### Tarea asignada 1
¿Puedes reproducir sin cambios el fragmento del relato del viaje junto al mar Caspio que comienza con las palabras que contienen "Unos metros más" y termina con "de las rocas."?
### Tarea asignada 2
Según el relato del viaje junto al mar Caspio, ¿por qué flotaban los pájaros cerca de la orilla?
### Tarea asignada 3
¿Puedes retomar el relato del viaje junto al mar Caspio y continuarlo a partir de su última frase?

══ Texto de la página ══

Avenidas limpias e imperiales, de hermosos edificios de infinidad de tiempos y estilos, y semidesiertas de vehículos y de gentes. Pocos minutos hasta alcanzar un extenso y ajardinado boulevard paralelo al mar Caspio, que no presentaba olas sino pájaros flotando acunándose cercanos a su orilla, para protegerse del temporal.

Unos metros más y ante mis ojos aparecen como plantaciones de cipreses, innumerables torretas de extracción petrolífera. No en vano el primer pozo que data de 1846 se encuentra aquí y nos detenemos para visitarlo.

Transcurriendo varios kilómetros de torres, ya no queda nada más, que un mar que haciendo juego con el gris día y que me acompaña a la izquierda, y una extensa y pelada planicie a mi derecha, con la cordillera de fondo a la que nos dirigimos.

Sale el sol al mismo tiempo que yo del coche, un SUV blanco inmaculado, y tras pagar las entradas caminamos hasta llegar a la base de las rocas.

No hace falta mucho escudriñar para descubrir los petroglifos. Uno, dos, tres, y así hasta cerca de 60.000 que se han encontrado desde que a mediados de los noventa descubrieron el lugar. Grupos danzando, toros y caballos, por doquier, a la intemperie y en las cuevas. Me rodean y me absorben porque puedo imaginármelos, al igual que la dilatada explanada abajo y a lo lejos, cubierta antaño por el mar; cuando me siento en un banco, teniendo por techo una gran losa erosionada, cuajada de conchas.

═══
══ Material proporcionado ══

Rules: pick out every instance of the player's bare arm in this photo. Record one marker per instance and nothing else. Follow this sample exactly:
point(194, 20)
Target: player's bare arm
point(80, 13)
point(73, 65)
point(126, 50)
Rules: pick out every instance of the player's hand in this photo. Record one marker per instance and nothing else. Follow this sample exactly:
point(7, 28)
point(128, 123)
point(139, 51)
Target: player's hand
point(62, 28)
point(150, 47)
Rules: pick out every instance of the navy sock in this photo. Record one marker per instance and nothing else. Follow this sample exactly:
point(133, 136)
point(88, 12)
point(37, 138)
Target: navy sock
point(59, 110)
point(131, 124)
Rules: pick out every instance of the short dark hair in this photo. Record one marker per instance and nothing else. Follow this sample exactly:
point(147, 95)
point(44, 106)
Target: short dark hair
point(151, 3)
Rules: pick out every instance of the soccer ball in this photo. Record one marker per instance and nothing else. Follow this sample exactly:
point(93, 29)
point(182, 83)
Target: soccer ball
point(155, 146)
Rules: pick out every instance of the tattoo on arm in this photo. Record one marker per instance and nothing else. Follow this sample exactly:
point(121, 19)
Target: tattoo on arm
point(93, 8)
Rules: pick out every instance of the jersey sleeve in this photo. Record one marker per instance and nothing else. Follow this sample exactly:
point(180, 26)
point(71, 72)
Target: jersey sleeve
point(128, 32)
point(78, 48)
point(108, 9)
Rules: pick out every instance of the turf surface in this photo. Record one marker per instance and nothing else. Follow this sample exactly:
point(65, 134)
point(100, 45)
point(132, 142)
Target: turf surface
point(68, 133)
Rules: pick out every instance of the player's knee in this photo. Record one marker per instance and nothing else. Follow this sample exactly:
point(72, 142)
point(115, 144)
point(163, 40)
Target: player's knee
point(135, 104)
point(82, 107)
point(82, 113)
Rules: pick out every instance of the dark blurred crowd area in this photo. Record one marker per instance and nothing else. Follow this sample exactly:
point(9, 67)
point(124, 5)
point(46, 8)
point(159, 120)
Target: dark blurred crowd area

═══

### Respuesta del ejercicio 1
Unos metros más y ante mis ojos aparecen como plantaciones de cipreses, innumerables torretas de extracción petrolífera. No en vano el primer pozo que data de 1846 se encuentra aquí y nos detenemos para visitarlo.

Transcurriendo varios kilómetros de torres, ya no queda nada más, que un mar que haciendo juego con el gris día y que me acompaña a la izquierda, y una extensa y pelada planicie a mi derecha, con la cordillera de fondo a la que nos dirigimos.

Sale el sol al mismo tiempo que yo del coche, un SUV blanco inmaculado, y tras pagar las entradas caminamos hasta llegar a la base de las rocas.

### Respuesta del ejercicio 2
Los pájaros flotaban acunándose cerca de la orilla del mar Caspio para protegerse del temporal.

### Respuesta del ejercicio 3
Todo lo que veo me apasiona y seduce, pero tener un zorro a escasos centímetros tomando el sol sin sentir temor a la especie humana, me maravilla.

De disponer de más tiempo me hubiera sentado a departir con él, pero ponemos ruta a otro de los lugares utópicos que atesora esta tierra. Anecdótico me parece y por ello lo transcribo, que dejemos aparcado el SUV en un lado de la carretera, y en su lugar optemos por una LADA de fabricación rusa y de añada gran reserva, para iniciar un camino de tierra angosto y de grandes curvas y baches, por ser el que nos ascenderá hasta los volcanes de barro.

La describo como una parcela lunar en la que pequeños cráteres burbujean sin descanso. Soledad. Introduzco la mano, pues el barro que arroja desde la tierra el gas metano no lo es caliente y descubro una textura suave y aceitosa. Una sustancia que ya es aprovechada por las grandes corporaciones como tratamiento de belleza en prohibitivos spas. De nuevo hubiera estirado el tiempo como un chicle, pero esta vez el viento que me empuja en todas las direcciones y que me salpica de lodo, hace prudente me refugie en la carcasa granate, cuadrada y valiente, que me sirve de transporte para el retorno.

No cesan los descubrimientos y las fascinaciones, porque el gas metano contenido en el subsuelo de este singular país no puede contenerse y se deja ver en todas partes y de las formas más extraordinarias posibles. En este caso prendiendo las faldas de una montaña.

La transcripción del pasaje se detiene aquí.